● **Reading text**
= = =
Everything you need to know about Marianne Stark, who has owned a tax preparation, accounting and bookkeeping service in La Verne, Calif., since 1983, can be pretty much summed up in her surname — Stark, as in direct and unambiguous.
In other words, she’s a straight shooter, which is refreshing to know if you’re a business or individual who wants clear, informed and unadulterated advice on your taxes – a dominant concern year-round, but especially in January.
Packed inside her petite frame is a dynamic and energetic numbers-crunching, tax-filing expert who is always advocating for her clients – and she has lots of them. Police and fire are her bread and butter, owing in no small part to her husband Bill, a retired firefighter and hazmat expert. Not only do emergency personnel and first responders across the state of California entrust their taxes to her but public safety departments across the country do as well. Near the entrance to her office, she proudly displays the patches of her public safety clients from California to New York, along with her La Verne Chamber 2016 “Business of the Year” award.
The flight attendants, construction workers, beauty salon owners, real estate agents, clergy, day care operators, entertainers, lawyers and engineers she also assists may soon demand their own board as well.
Remarkably, she keeps and maintains customized worksheets for each profession, so her clients will never forget or overlook an area for possible tax deductions.
There are several factors that have contributed to Stark’s success, but foremost among them is having pursued and trained for a profession that she absolutely adores.
= = =
● **Information provided**
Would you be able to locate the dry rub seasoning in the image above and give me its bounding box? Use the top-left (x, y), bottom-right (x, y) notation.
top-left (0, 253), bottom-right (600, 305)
= = =
● **Task to carry out**
Copy the tax preparer profile from "The flight attendants, construction" up to and including "board as well.", and swap "board" for "wall" wherever it appears in that stretch.

● **Full solution**
The flight attendants, construction workers, beauty salon owners, real estate agents, clergy, day care operators, entertainers, lawyers and engineers she also assists may soon demand their own wall as well.